- Extrait fourni -
□ □ □ □ □ □ □

Les X et le métro de Paris
Cet article propose un panorama des stations de métro et RER parisiennes dont les noms sont ceux de polytechniciens plus ou moins célèbres, du maître d’œuvre du métro de Paris Fulgence Bienvenüe au résistant Honoré d’Estienne d’Orves. Il est le fruit de la curiosité de l’auteur, ne prétend pas à l’exhaustivité ni à l’exactitude historique, mais est plutôt une invitation à découvrir la vie de ces anciens dont les noms rythment le quotidien de nombreux Parisiens.
Montparnasse-Bienvenüe
pour Fulgence Bienvenüe, X1870
Ne vous y trompez pas, la RATP ne vous souhaite pas la « bienvenue » lors de votre arrivée en gare Montparnasse depuis le sud de la France ou l’une des quatre lignes de métro qui y marquent l’arrêt. Le tréma est une référence directe à Fulgence Bienvenüe, polytechnicien, ingénieur des Ponts et Chaussées, concepteur du métro de Paris. Encouragé par l’État français à concevoir une ligne de métro pour l’Exposition universelle de 1900 et les Jeux olympiques de la même année, il est l’ingénieur en chef des travaux de la ligne 1 (ligne « un » et non pas ligne « une »…) du métro, qui à l’époque relie la porte Maillot à la porte de Vincennes. L’École a consacré un épisode de sa série de podcasts « École polytechnique : 225 ans de contribution au monde » à l’ingénieur Bienvenüe.

□ □ □ □ □ □ □

- Exercice bref a -
Selon l'extrait fourni, à qui fait directement référence le tréma du nom de la station Montparnasse-Bienvenüe ?

□ □ □ □ □ □ □

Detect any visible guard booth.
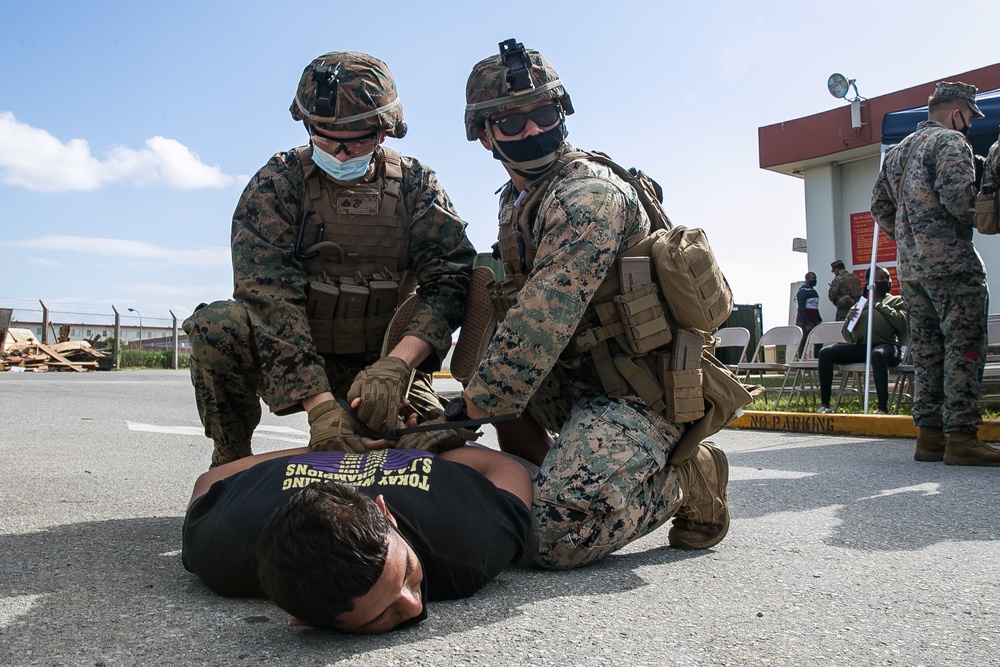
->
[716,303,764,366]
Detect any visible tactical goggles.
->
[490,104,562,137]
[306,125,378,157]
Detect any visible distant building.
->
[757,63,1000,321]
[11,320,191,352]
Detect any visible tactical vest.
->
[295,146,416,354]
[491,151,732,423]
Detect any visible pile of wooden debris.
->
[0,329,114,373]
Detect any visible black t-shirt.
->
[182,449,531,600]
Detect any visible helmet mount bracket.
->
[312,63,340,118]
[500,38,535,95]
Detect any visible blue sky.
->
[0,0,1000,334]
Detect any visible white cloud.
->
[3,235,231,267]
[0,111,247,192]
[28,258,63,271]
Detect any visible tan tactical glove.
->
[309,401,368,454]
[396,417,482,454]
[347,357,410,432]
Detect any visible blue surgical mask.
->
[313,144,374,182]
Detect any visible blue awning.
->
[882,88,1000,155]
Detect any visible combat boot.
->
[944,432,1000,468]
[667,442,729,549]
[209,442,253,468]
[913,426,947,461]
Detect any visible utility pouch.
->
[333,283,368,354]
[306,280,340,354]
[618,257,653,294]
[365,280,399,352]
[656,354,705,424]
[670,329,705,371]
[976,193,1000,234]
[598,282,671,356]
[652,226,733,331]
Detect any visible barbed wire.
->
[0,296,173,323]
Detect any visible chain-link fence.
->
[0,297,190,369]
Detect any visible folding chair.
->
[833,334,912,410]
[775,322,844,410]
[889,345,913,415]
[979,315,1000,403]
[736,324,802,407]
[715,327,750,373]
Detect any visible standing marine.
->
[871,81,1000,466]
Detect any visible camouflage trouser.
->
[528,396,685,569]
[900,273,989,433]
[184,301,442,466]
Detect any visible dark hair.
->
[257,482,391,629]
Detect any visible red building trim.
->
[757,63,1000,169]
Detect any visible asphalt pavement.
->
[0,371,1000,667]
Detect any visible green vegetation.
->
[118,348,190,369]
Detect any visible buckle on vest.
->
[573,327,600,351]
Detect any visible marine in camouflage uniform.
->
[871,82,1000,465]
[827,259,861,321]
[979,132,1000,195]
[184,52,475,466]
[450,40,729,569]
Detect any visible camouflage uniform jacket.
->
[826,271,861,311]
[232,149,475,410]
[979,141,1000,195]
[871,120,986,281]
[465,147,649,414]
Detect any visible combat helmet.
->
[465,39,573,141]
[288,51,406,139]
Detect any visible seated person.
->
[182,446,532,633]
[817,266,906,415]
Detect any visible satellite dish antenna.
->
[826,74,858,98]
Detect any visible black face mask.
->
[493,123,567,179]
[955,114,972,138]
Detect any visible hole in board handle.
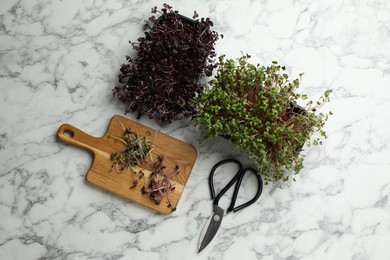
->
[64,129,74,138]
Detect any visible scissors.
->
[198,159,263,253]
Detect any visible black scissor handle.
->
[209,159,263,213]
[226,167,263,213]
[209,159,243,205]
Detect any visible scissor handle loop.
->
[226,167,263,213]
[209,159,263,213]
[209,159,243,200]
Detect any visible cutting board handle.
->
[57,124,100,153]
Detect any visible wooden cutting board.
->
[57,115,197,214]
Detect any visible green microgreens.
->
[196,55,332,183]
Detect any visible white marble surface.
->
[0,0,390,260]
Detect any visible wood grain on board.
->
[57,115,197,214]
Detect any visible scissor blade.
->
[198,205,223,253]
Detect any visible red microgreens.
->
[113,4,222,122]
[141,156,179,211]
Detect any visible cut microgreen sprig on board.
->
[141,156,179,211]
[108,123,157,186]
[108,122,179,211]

□ □ □ □ □ □ □

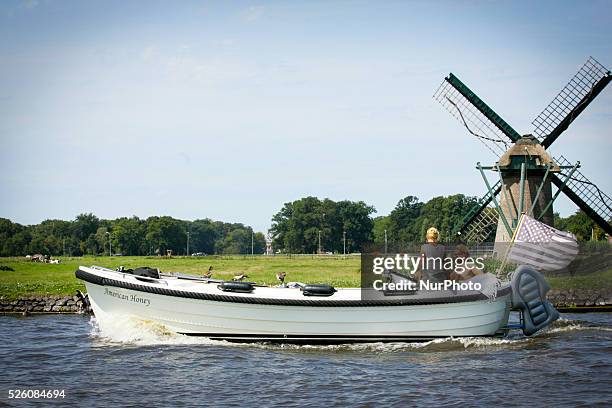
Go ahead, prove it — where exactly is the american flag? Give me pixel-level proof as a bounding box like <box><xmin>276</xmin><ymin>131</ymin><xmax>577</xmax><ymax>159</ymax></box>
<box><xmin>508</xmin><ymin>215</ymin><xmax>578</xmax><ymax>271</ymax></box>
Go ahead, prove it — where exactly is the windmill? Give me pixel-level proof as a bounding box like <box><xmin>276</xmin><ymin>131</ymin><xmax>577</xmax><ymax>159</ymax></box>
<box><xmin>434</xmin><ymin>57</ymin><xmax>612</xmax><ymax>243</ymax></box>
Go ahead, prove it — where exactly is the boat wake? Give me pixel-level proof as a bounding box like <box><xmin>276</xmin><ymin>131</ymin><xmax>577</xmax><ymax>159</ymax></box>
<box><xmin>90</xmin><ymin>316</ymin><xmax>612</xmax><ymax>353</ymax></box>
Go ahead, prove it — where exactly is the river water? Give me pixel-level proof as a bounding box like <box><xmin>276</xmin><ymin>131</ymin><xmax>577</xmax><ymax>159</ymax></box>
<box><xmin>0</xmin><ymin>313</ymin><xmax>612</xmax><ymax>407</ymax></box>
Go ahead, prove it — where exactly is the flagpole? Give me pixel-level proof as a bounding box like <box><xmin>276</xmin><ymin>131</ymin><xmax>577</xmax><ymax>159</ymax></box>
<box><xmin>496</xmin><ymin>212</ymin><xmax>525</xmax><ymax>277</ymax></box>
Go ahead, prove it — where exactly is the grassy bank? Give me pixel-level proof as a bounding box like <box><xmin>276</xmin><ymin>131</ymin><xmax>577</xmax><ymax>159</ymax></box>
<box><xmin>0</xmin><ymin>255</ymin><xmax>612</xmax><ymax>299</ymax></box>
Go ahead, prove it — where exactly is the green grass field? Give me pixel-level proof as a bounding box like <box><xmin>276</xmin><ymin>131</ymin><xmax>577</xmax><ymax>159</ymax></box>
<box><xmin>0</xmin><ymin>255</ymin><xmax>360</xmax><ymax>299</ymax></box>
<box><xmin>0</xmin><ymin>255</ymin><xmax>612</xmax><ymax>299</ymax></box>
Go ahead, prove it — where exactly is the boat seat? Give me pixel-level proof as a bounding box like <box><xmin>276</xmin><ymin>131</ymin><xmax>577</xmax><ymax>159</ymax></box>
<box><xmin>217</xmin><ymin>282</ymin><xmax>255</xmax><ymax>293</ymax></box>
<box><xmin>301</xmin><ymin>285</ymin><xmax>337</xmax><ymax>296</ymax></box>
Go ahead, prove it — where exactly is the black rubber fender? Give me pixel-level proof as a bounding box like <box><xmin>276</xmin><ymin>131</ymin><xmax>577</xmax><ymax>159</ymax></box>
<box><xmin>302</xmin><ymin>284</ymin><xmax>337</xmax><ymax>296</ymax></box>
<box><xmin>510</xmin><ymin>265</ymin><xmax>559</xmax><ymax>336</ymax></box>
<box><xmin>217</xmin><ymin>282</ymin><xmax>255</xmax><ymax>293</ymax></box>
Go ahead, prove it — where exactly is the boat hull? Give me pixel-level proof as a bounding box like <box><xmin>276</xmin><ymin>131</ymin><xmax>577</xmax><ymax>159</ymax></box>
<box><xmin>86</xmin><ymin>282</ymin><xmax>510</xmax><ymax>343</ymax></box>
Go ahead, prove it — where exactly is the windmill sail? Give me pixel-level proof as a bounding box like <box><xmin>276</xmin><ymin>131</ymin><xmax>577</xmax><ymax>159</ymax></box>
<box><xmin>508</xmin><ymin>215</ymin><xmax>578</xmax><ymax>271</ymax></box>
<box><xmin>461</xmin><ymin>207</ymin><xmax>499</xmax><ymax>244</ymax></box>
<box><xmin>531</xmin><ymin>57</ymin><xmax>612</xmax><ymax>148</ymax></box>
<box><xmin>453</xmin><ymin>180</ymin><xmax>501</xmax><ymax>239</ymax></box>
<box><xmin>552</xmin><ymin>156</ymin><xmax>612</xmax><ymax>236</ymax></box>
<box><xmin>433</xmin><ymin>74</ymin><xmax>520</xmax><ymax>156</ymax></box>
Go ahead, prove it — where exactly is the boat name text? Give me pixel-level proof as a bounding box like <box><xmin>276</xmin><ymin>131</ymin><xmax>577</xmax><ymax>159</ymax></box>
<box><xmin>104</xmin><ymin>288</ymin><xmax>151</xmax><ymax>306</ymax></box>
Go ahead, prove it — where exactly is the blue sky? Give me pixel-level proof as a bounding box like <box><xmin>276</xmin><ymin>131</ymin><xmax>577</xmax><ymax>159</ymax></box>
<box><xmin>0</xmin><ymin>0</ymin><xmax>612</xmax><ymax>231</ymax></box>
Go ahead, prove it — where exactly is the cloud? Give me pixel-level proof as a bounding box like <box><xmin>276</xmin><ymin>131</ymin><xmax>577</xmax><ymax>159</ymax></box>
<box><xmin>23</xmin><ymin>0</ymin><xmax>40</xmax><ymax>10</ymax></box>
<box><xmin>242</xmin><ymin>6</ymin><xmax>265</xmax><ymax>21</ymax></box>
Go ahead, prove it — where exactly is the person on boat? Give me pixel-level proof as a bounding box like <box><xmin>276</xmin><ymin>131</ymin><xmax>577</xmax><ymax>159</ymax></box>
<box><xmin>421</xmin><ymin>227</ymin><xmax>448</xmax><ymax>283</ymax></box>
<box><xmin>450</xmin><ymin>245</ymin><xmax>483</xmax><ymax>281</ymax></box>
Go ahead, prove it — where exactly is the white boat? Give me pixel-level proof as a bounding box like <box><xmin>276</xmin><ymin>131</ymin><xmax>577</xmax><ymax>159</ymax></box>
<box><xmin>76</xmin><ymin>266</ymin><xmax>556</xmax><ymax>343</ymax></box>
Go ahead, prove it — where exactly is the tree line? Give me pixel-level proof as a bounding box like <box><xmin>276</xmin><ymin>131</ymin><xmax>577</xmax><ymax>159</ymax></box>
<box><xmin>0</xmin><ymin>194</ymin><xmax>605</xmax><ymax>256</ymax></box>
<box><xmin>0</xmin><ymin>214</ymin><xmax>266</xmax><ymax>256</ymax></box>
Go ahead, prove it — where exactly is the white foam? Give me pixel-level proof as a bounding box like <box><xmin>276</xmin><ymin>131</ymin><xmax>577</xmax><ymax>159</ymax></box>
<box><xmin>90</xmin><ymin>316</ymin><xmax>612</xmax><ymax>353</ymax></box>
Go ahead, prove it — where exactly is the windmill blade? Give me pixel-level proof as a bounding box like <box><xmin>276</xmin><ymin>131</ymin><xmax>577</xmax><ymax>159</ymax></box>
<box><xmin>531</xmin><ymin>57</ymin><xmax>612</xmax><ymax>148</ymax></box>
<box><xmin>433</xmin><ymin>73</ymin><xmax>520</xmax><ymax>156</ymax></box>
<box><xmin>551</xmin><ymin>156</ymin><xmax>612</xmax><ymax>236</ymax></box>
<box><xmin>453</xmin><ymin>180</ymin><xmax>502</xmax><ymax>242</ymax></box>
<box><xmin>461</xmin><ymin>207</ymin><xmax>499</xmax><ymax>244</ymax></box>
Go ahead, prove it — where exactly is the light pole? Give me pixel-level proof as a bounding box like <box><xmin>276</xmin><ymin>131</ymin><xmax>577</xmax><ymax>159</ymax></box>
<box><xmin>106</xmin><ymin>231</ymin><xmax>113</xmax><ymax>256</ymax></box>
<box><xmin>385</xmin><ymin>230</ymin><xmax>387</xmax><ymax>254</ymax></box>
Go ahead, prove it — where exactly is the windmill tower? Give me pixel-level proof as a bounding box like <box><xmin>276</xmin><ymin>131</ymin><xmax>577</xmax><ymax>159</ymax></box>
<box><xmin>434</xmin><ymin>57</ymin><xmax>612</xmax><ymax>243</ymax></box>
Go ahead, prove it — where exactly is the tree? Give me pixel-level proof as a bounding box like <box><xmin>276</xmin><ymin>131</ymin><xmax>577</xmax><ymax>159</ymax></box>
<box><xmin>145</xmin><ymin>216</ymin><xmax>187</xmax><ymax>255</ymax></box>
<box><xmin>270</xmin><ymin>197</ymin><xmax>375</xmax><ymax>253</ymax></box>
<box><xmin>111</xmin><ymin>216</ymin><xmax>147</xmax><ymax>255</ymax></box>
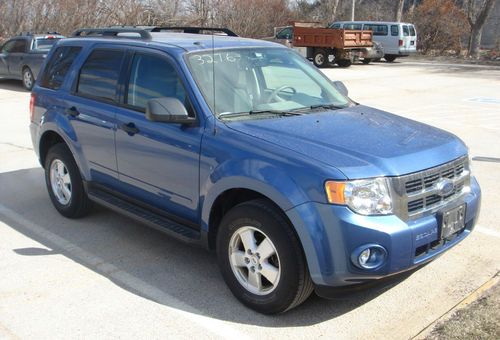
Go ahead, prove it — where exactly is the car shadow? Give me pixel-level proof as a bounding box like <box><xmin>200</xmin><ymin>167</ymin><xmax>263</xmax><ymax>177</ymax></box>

□ □ □ □ □ □ □

- Exercice bref b -
Donnez sous forme de liste JSON de chaînes, une chaîne par ligne et sans les lignes vides, les lignes de la liste ci-dessus qui vont de la ligne contenant "Detect any visible guard booth." jusqu'à la ligne contenant "[573,327,600,351]", celle-ci comprise. Omettez les images dans votre réponse.

- Réponse attendue a -
À Fulgence Bienvenüe, polytechnicien, ingénieur des Ponts et Chaussées et concepteur du métro de Paris.

- Réponse attendue b -
[
  "Detect any visible guard booth.",
  "->",
  "[716,303,764,366]",
  "Detect any visible tactical goggles.",
  "->",
  "[490,104,562,137]",
  "[306,125,378,157]",
  "Detect any visible distant building.",
  "->",
  "[757,63,1000,321]",
  "[11,320,191,352]",
  "Detect any visible tactical vest.",
  "->",
  "[295,146,416,354]",
  "[491,151,732,423]",
  "Detect any visible pile of wooden debris.",
  "->",
  "[0,329,114,373]",
  "Detect any visible black t-shirt.",
  "->",
  "[182,449,531,600]",
  "Detect any visible helmet mount bracket.",
  "->",
  "[312,63,340,118]",
  "[500,38,535,95]",
  "Detect any visible blue sky.",
  "->",
  "[0,0,1000,334]",
  "Detect any visible white cloud.",
  "->",
  "[3,235,231,267]",
  "[0,111,247,192]",
  "[28,258,63,271]",
  "Detect any visible tan tactical glove.",
  "->",
  "[309,401,368,454]",
  "[396,417,482,454]",
  "[347,357,410,432]",
  "Detect any visible blue surgical mask.",
  "->",
  "[313,144,374,182]",
  "Detect any visible blue awning.",
  "->",
  "[882,88,1000,155]",
  "Detect any visible combat boot.",
  "->",
  "[944,432,1000,468]",
  "[667,442,729,549]",
  "[209,442,253,468]",
  "[913,426,947,461]",
  "Detect any visible utility pouch.",
  "->",
  "[333,283,368,354]",
  "[306,280,340,354]",
  "[618,257,653,294]",
  "[365,280,399,352]",
  "[656,354,705,424]",
  "[670,329,705,371]",
  "[976,193,1000,234]",
  "[598,282,671,356]",
  "[652,226,733,331]",
  "Detect any visible barbed wire.",
  "->",
  "[0,296,173,323]",
  "Detect any visible chain-link fence.",
  "->",
  "[0,297,190,369]",
  "Detect any visible folding chair.",
  "->",
  "[833,334,912,410]",
  "[775,322,844,410]",
  "[889,345,913,415]",
  "[979,315,1000,403]",
  "[736,324,802,407]",
  "[715,327,750,373]",
  "Detect any visible standing marine.",
  "->",
  "[871,81,1000,466]",
  "Detect any visible camouflage trouser.",
  "->",
  "[528,396,685,569]",
  "[900,273,989,433]",
  "[184,301,442,466]",
  "Detect any visible dark hair.",
  "->",
  "[257,482,391,629]",
  "Detect any visible red building trim.",
  "->",
  "[757,63,1000,169]",
  "Detect any visible asphalt pavement.",
  "->",
  "[0,371,1000,667]",
  "Detect any visible green vegetation.",
  "->",
  "[118,348,190,369]",
  "Detect any visible buckle on vest.",
  "->",
  "[573,327,600,351]"
]